_Requirement_:
Produce an exact copy of all the records.
§
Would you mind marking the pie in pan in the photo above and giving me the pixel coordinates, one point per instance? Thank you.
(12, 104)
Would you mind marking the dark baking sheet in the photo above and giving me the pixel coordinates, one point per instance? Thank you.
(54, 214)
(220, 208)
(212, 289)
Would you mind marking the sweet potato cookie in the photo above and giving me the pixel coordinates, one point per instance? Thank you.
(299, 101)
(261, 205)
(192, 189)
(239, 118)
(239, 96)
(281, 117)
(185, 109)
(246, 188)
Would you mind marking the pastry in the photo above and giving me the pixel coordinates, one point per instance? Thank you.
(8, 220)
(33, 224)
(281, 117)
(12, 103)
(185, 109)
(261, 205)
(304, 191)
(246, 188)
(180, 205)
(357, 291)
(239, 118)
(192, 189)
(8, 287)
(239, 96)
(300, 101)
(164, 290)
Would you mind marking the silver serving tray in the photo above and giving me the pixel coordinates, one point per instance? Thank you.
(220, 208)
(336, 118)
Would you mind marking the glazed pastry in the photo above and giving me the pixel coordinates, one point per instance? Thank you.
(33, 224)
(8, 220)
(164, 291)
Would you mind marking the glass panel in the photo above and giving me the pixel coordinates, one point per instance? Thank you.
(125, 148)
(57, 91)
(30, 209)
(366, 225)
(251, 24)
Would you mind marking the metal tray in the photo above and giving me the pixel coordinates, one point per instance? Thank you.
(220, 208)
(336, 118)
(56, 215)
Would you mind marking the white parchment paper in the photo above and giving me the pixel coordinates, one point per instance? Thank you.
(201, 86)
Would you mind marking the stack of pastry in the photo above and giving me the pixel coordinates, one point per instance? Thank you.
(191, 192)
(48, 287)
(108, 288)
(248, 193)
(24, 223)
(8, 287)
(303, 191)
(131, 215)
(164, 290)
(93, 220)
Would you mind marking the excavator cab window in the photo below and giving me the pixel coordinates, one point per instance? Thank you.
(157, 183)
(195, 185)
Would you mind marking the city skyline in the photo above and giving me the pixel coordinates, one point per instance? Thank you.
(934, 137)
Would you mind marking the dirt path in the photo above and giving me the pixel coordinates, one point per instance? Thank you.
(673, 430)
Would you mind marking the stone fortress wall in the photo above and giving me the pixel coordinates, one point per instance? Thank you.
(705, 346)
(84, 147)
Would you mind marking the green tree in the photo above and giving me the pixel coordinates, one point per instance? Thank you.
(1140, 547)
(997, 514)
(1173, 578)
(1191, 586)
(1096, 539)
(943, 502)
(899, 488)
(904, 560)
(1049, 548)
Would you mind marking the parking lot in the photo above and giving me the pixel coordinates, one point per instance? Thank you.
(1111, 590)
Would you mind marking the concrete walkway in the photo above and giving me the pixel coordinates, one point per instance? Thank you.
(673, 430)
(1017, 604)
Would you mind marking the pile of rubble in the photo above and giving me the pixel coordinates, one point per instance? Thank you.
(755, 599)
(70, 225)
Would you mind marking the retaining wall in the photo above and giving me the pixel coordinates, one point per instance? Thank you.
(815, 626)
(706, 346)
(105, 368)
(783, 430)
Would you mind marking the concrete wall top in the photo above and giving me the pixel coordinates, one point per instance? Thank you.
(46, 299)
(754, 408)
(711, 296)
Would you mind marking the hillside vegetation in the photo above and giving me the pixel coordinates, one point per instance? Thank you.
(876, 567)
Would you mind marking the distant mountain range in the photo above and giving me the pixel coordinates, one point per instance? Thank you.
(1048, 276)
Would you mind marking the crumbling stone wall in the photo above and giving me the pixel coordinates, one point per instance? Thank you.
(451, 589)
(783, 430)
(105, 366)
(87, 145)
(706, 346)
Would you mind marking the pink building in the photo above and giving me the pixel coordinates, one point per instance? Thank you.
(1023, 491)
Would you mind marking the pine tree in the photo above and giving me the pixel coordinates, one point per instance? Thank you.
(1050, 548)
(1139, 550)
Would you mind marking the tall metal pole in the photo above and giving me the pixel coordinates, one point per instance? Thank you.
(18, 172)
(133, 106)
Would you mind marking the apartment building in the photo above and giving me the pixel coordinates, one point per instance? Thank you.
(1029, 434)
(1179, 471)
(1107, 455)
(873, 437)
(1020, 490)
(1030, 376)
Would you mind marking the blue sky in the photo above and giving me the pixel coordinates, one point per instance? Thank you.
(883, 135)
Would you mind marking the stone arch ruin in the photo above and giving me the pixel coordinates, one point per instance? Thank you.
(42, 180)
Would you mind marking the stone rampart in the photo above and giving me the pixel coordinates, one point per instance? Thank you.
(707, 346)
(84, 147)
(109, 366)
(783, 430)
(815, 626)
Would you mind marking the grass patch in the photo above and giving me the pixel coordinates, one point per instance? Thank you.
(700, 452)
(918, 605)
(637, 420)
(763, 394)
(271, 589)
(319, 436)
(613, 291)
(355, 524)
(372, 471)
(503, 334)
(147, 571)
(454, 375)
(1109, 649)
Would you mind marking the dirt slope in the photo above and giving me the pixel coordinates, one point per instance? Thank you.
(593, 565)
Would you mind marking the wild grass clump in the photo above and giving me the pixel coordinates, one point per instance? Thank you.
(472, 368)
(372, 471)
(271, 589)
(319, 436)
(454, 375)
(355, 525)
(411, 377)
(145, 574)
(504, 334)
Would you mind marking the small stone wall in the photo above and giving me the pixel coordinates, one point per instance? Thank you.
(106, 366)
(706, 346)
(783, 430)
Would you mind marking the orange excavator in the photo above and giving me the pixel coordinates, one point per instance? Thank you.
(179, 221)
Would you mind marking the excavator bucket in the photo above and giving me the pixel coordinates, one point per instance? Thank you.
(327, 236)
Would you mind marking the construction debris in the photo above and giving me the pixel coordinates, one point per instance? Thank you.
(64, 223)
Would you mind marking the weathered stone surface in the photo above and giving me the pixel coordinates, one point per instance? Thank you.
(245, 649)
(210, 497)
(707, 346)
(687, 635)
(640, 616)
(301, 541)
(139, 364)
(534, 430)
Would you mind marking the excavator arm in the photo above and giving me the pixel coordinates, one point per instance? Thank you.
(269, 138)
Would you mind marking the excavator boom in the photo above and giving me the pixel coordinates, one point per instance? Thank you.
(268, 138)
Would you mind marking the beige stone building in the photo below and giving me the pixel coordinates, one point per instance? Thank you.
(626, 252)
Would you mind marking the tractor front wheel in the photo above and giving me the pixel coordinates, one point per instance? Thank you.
§
_Solution for this task_:
Would you mind marking the pie in pan in the photo above and giving me the pixel coordinates, one point per instance? Thank you.
(12, 104)
Would you mind marking the dark baking sheet in the photo above and giving me the pixel coordinates, one point per instance? Thank you.
(54, 214)
(220, 208)
(212, 289)
Would you mind marking the sweet potato cookie in the photo above and giving me the pixel coordinates, one point per instance? Thank you.
(299, 101)
(261, 205)
(192, 189)
(239, 118)
(239, 96)
(281, 117)
(185, 109)
(246, 188)
Would you mind marking the pastry in the photo above and giving me the pixel coordinates, one point per instance? Thank you.
(8, 220)
(33, 224)
(281, 117)
(12, 103)
(185, 109)
(261, 205)
(304, 191)
(246, 188)
(180, 205)
(357, 291)
(239, 118)
(192, 189)
(8, 287)
(239, 96)
(300, 101)
(164, 290)
Would you mind marking the silver serving tray in the photo above and giving me the pixel coordinates, one point per instance? Thank you.
(220, 208)
(336, 118)
Would you mind marking the glazed pastry in the photo above and giving me the pixel coordinates, one point per instance? Thank you.
(33, 224)
(8, 220)
(164, 291)
Would you mind marking the glass panel in the photo above and giving me the pixel coordinates, one point per instance? Thank you.
(125, 148)
(57, 91)
(30, 209)
(366, 225)
(251, 24)
Would you mind marking the metal tray in the photo above and giving me the pixel coordinates, one point per instance? Thank you.
(220, 208)
(336, 118)
(56, 215)
Would you mind marking the white parchment paper in the photo above and giving me the pixel coordinates, one point per instance? Thank you.
(201, 86)
Would you mind marking the stack of pastry in the photo above and giving me the pixel coordinates, one point per instance? Thank you.
(191, 192)
(48, 287)
(108, 288)
(248, 193)
(24, 223)
(8, 287)
(303, 191)
(131, 215)
(164, 290)
(93, 220)
Would you mind marking the excavator cab window in the photo below and giving me the pixel coordinates, one point per instance? Thank you.
(157, 183)
(195, 185)
Would you mind marking the city skyline in the photo above and giving me the pixel coordinates, one point per instance? Thank you.
(934, 137)
Would you mind marking the dirt path in the photo above and giving me the pixel coordinates, one point per instance? Thank you.
(673, 430)
Would you mind marking the stone fortress wall in the photo above and giving me the pixel coordinates, one point per instance? Thank you.
(705, 346)
(84, 147)
Would you mind marking the green tree in the photo above and giving me the pixel coordinates, one point per instance? Thank you.
(1140, 547)
(997, 514)
(1173, 578)
(1191, 586)
(1096, 539)
(943, 502)
(899, 488)
(904, 560)
(1049, 548)
Would you mind marking the parking lot in the photo above and giving me the pixel coordinates, one point per instance? Thank you.
(1111, 590)
Would you mind marking the concrete walkway in the photo above and giving me the pixel coordinates, one point per instance? Thank you.
(673, 430)
(1017, 604)
Would you mind marking the pile of rubble in the photo above and giving me the pixel coordinates, one point per instance? Thank you.
(755, 599)
(70, 225)
Would you mind marking the retaining wall in the photo above and giving me the pixel coordinates, one point per instance? Thank you.
(815, 626)
(706, 346)
(105, 368)
(783, 430)
Would you mind marking the concrete wall top in the photo above and giving me the pixel coordinates, one point per instance? Thank you.
(46, 299)
(754, 408)
(711, 296)
Would you mind marking the hillside vegetation in the photo above and giving me the pixel coordinates, one point per instance? Thank you.
(876, 567)
Would you mind marking the distant mountain range in the photo above and giving me the pixel coordinates, one point per instance? Thank you.
(1048, 276)
Would you mind marking the crumbling stone wall in the photo above and giving me the pixel coordinates, one point per instance? Thank you.
(451, 589)
(783, 430)
(105, 366)
(87, 145)
(706, 346)
Would you mind marking the pink building in the photo above and giving me the pixel coordinates, one point per instance? Thank you.
(1023, 491)
Would you mind marking the pine tree in the photo above and giving me the pixel coordinates, one point per instance? Thank you.
(1050, 548)
(1139, 550)
Would you mind marking the tall metal pole in the photo above and giving me the pixel coordinates, one point per instance? Thank you.
(18, 172)
(133, 106)
Would you mind marking the apartment building in the photo above and giving me the pixel coordinates, one point per instance? Thank you.
(1029, 434)
(1179, 471)
(1107, 455)
(873, 437)
(1020, 490)
(1030, 376)
Would you mind marking the blue sky in the photo above and giving me the pixel coordinates, one point per instance? Thank you.
(883, 135)
Would you mind marking the stone arch ruin in the photo above and giving me the pixel coordinates, one point per instance? Thank you.
(42, 180)
Would you mind marking the stone rampart in the photo above and giving me the pixel coordinates, one point per instance? Thank you.
(707, 346)
(84, 147)
(109, 366)
(783, 430)
(815, 626)
Would you mind marking the grass patch in the photo above and giving me the pixel coordinates, one point per instance? Thank you.
(700, 452)
(918, 605)
(637, 420)
(763, 394)
(271, 589)
(319, 436)
(613, 291)
(355, 524)
(372, 471)
(503, 334)
(147, 571)
(454, 375)
(1109, 649)
Would you mind marking the dirt slope in the photo above and giving me the pixel coordinates, one point per instance? Thank you.
(593, 565)
Would you mind marking the wild grass clump in the photo above and giving me the pixel coordinates, one point per instance? Thank you.
(472, 368)
(372, 471)
(271, 589)
(319, 436)
(454, 375)
(355, 525)
(411, 377)
(145, 574)
(504, 334)
Would you mind marking the small stone wall in the photo above and giving me the pixel coordinates, one point per instance? Thank you.
(106, 366)
(706, 346)
(783, 430)
Would you mind marking the orange excavator in the photo above and giving me the pixel coordinates, one point per instance? Thank you.
(179, 221)
Would you mind marking the excavator bucket in the photo above and giving me the pixel coordinates, one point per instance? Thank you.
(327, 236)
Would you mind marking the construction debris in the photo above and giving me the pixel coordinates, one point per instance? Thank you.
(64, 223)
Would you mind marking the weathered stone surface in the photo above and giving me the pixel coordinates, one point per instance? Thank you.
(245, 649)
(210, 497)
(707, 346)
(687, 635)
(640, 616)
(301, 541)
(139, 364)
(534, 430)
Would you mind marking the excavator arm in the photo above and giving me the pixel coordinates, one point per instance? Thank you.
(269, 138)
Would you mind marking the excavator boom in the photo above and giving me the pixel coordinates, one point per instance? Thank you.
(268, 138)
Would you mind marking the beige stone building in the photo below and giving me the pixel coordinates, one point per instance? Thank you.
(626, 252)
Would you mind marking the tractor front wheel in the photo above and giving me the pixel coordinates, one point per instance? Thank you.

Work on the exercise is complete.